> AUFGABEN
• a. Auf welcher Art von Oberfläche hätte der Akku laut dem Text zur Verkehrssicherungspflicht geladen werden sollen?
• b. Setze den Text zur Verkehrssicherungspflicht bitte im Anschluss an seine letzte Zeile fort.

Die Verkehrssicherungspflicht liegt beim Eigentümer des Grund und Bodens. Aber wer wofür wieviel Verantwortung trägt, ist oft umstritten.

Verkehrssicherungspflicht: Was ist das?

Viele denken beim Wort Verkehrssicherung an den Straßenverkehr. Tatsächlich geht es bei der Verkehrssicherungspflicht aber um Gefahrenquellen generell und wer dafür zuständig ist, diese abzusichern. Mit „Verkehr“ ist in diesem Fall „üblicher Gebrauch“ gemeint.

Das kann zum Beispiel ein Kabel sein, was im Weg liegt, ein Gartenteich, in den Kinder fallen könnten oder auch Sperrmüll, wenn er so aufgestellt wurde, dass er eine vermeidbare Gefahrenquelle darstellt. Aber auch ein Lithium-Ionen-Akku, der durch falsches Laden in Brand gerät, fällt unter Missachtung der Verkehrssicherungspflicht, wie das Berliner Kammergericht festgestellt hat (Beschluss vom 11.01.2024, Az. 8 U 24/22): Der Akku stand während des Ladevorgangs auf einem Holzregal, hätte aber laut Gericht auf einer nicht-brennbaren Oberfläche geladen werden sollen.

Übrigens bleiben Fälle zur Verkehrssicherungspflicht nicht immer nur zivilrechtliche Angelegenheiten – kommen Menschen ernsthaft zu Schaden, kann dies auch strafrechtlich verfolgt werden, zum Beispiel mit einer Klage wegen Körperverletzung.

Wer wann und in welcher Form seine Pflichten verletzt hat und für Unfälle haftet, hängt vom jeweiligen Fall ab und wird einzeln betrachtet. Die Gerichte beziehen sich fast immer auf die ständige Rechtsprechung des Bundesgerichtshofs zur Verkehrssicherungspflicht, die da lautet (nach Urteil OLG Düsseldorf 24 U 155/14): „Die rechtlich gebotene Verkehrssicherung umfasst diejenigen Maßnahmen, die ein umsichtiger und verständiger, in vernünftigen Grenzen vorsichtiger Mensch für notwendig und ausreichend hält, um andere vor Schäden zu bewahren. Dabei ist jedoch zu berücksichtigen, dass nicht jeder abstrakten Gefahr vorbeugend begegnet werden kann. Ein allgemeines Verbot, andere nicht zu gefährden, wäre utopisch.“

Inhalt:
E-Roller, die den Weg versperren: Wer haftet?

> MATERIAL
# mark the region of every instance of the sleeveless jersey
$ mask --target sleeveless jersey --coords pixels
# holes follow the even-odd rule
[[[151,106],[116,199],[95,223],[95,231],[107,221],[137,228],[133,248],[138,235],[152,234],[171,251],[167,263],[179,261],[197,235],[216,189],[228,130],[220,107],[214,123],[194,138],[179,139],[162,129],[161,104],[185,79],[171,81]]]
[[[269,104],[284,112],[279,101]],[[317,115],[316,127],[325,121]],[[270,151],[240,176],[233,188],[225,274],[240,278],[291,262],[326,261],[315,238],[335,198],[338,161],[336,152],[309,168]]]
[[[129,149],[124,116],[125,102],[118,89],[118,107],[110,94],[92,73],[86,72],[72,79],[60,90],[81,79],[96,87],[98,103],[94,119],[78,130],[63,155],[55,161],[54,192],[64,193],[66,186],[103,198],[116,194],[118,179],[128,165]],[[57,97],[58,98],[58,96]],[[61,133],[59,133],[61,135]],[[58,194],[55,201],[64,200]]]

> LÖSUNGEN
• a. Auf einer nicht-brennbaren Oberfläche.

• b.
Kanaldeckel gibt plötzlich nach
Schlaglöcher: Was muss die Kommune tun?
Wer muss Herbstlaub entfernen?
Herabfallende Äste, marode Bäume
Was gilt im Wald?
Gartenteich und Pool absichern

E-Roller, die im Weg rumstehen: Wer haftet bei Unfällen?

Grundsätzlich haben Verleiher von E-Scootern eine Verkehrssicherungspflicht in Bezug auf die verliehenen Roller. Schäden müssen nach Möglichkeit verhindert werden. Dass Dritte die Roller quer in den Weg stellen oder umstoßen, dafür müssen die Verleiher allerdings nicht geradestehen. Viele Anbieter versuchen, sich hinsichtlich des ordnungsgemäßen Abstellens so abzusichern, dass der Nutzer nach dem Parken erst ein Foto des Rollers in der App machen muss, bevor er den Leihvorgang beenden kann.

So hat auch das Oberlandesgericht Bremen jegliche Ansprüche eines Klägers auf Schmerzensgeld verneint, der über zwei E-Roller gestolpert war (Urteil vom 15.11.2023, Az. 1 U 15/23). Die verschuldensunabhängige Gefährdungshaftung von Fahrzeughaltern nach § 7 Straßenverkehrsgesetz (StVG) gelte hier nicht, da E-Roller Elektrokleinstfahrzeuge seien (§ 8 Nr. 1 StVG). An dieser Gesetzeslage gibt es allerdings Kritik.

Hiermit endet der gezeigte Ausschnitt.